# TEXTO APRESENTADO

* * * * * * * * *

CD Bloco do eu sozinho - Los Hermanos

Bloco do Eu Sozinho - Los Hermanos
Por Marcelo Costa
Setembro de 2001
maccosta@hotmail.com

Já faz um bom tempo que a música pop não cria nada de novo, instigante. Na verdade, desde Ok Computer do Radiohead que tudo soa deja vu e blá blá blá. Os melhores álbuns de 2001 não trazem nada de novo além de um punhado de belas canções, o que anima o freguês, mas anda faltando algo. Senão, vejamos: O Manic Street Preachers lançou o bacanudo (e longo demais) Know Your Enemy, uma junção dos dois álbuns anteriores do trio galês. Novidade? Nenhuma. Nick Cave destila poesia maravilhosa em seu 12º álbum, No More Shall We Part. Um álbum sensacional. Novidade? Nenhuma. Stephen Malkmus lançou um bom álbum à lá Pavement. Travis lançou um álbum rascunho de Travis. R.E.M. lançou o 12º melhor álbum de sua carreira, Reveal, e logo chega as lojas Is This It, da bandinha do momento, The Strokes, um punhado de canções legais inspiradas em Stooges e Velvet. Novidades? Nenhuma.



O que o Los Hermanos tem a ver com isso? Nada e tudo.



Nada porque a velha guarda jornalistica e a garotada indie adora inventar regras malucas e, numa delas, acreditar que a música pop nacional é infinitamente inferior ao mesmo quindim estrangeiro. E tudo porque, sim, Bloco do Eu Sozinho, novo álbum do quarteto carioca é inventivo, instigante, chapado e maravilhoso, melhor que todos os álbuns citados no segundo parágrafo.

* * * * * * * * *

# DADOS FORNECIDOS
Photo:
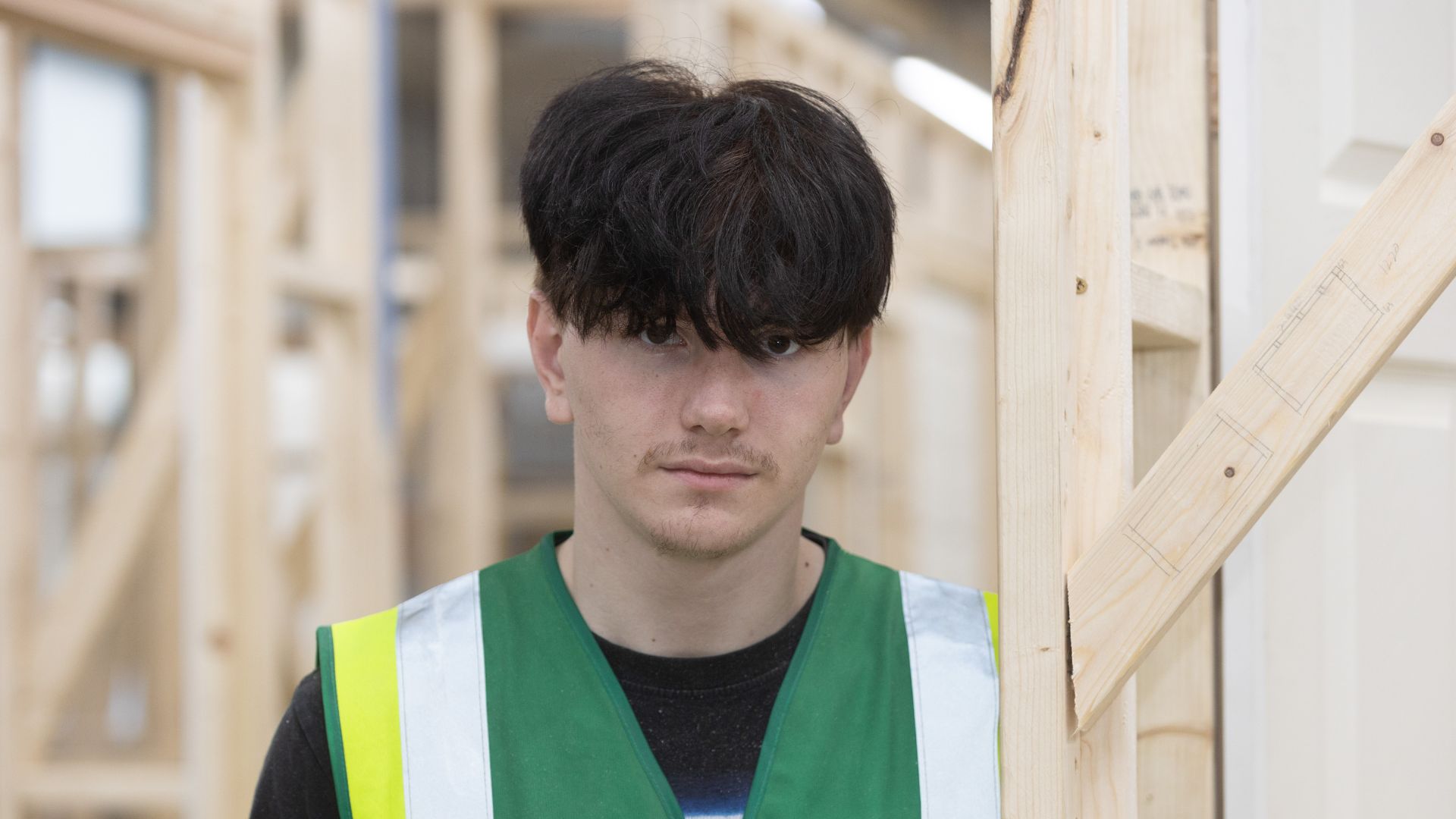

* * * * * * * * *

# COMPLETE O SEGUINTE
a. Transcreva sem alterações o trecho da resenha sobre Bloco do Eu Sozinho que começa nas palavras "Já faz um bom" e termina logo após "Velvet. Novidades? Nenhuma.".
b. Na resenha sobre Bloco do Eu Sozinho, qual é o título do 12º álbum de Nick Cave?
c. Dê continuidade à resenha sobre Bloco do Eu Sozinho, escrevendo o que vem depois da última frase apresentada.

# RESULTADOS
a.
Já faz um bom tempo que a música pop não cria nada de novo, instigante. Na verdade, desde Ok Computer do Radiohead que tudo soa deja vu e blá blá blá. Os melhores álbuns de 2001 não trazem nada de novo além de um punhado de belas canções, o que anima o freguês, mas anda faltando algo. Senão, vejamos: O Manic Street Preachers lançou o bacanudo (e longo demais) Know Your Enemy, uma junção dos dois álbuns anteriores do trio galês. Novidade? Nenhuma. Nick Cave destila poesia maravilhosa em seu 12º álbum, No More Shall We Part. Um álbum sensacional. Novidade? Nenhuma. Stephen Malkmus lançou um bom álbum à lá Pavement. Travis lançou um álbum rascunho de Travis. R.E.M. lançou o 12º melhor álbum de sua carreira, Reveal, e logo chega as lojas Is This It, da bandinha do momento, The Strokes, um punhado de canções legais inspiradas em Stooges e Velvet. Novidades? Nenhuma.

b. No More Shall We Part.

c.
Enlouqueci? Não, mas para descobrir isso, caro leitor, você terá de baixar a guarda. Bloco do Eu Sozinho é um puta disco por onde quer que se olhe. De título melancólico, de natureza experimental, de briga com gravadora, de citações cool, o álbum pega na veia e mostra que a saída para a música pop nacional é ser antiga e atual no mesmo riff de guitarra, no mesmo som de tuba, na mesma tristeza de letra que embalaria sambas-canção nos anos 30 e que embalam relacionamentos partidos em 2001.



Enquanto 90% do rock mundial segue atrás do Radiohead (o underground nacional incluso) que já nem sabe mais pra onde ir, os Hermanos apóiam-se em si mesmos para escrever mais um capítulo grandioso da música brasileira. Bloco do eu Sozinho é neto de Noel Rosa, filho de Picassos Falsos e primo em segundo grau do clássico London Calling do Clash.



E é herdeiro direto do primeiro álbum da banda e do maior hit da recente história do rock brasileiro. Sim, Anna Julia é culpada por quase toda beleza de Bloco do Eu Sozinho. O hit "jovem guarda" aprisionou a banda numa cela com 250 mil pessoas cantando em coro o refrão. Mas, como sabiamente disse Marcelo Nova numa entrevista exclusiva para o S&Y, "toda música que toca demais enche o saco, seja Anna Julia ou Joana D. Arc". Ou Wonderwall.



A banda, perdida no meio da gritaria, escolheu um sítio afastado e decidiu repensar o carnaval. O resultado é uma brusca pisada no freio. Tão brusca que uma pendenga entre gravadora, produtor e banda acabou saindo dos estúdios e ganhou páginas de jornais espalhando que a gravadora recusou o álbum, que a banda peitou a gravadora e que a saída feliz para ambas as partes foi uma remixagem (acompanhada pela banda) de um terceiro (assim como Scott Litt fez em In Uterno, do Nirvana).



O resultado é uma pequena obra prima. Uma mistura esquisita de samba, rock, ska, MPB, guitarras, samba-canção, vaudeville, maxixe, dixieland, orquestra de cordas, trombones e letras tristes. Quem esperava uma nova Anna Julia já recebe o recado na primeira faixa do álbum: Todo o carnaval tem seu fim. Bloco do Eu Sozinho é um disco de quarta-feira de cinzas, um disco de ressaca, de maquiagem borrada, camisas suadas e, sobretudo, um disco de quem vai embora para casa sozinho após a festa.



O que mais impressiona é a qualidade dos arranjos, os detalhes.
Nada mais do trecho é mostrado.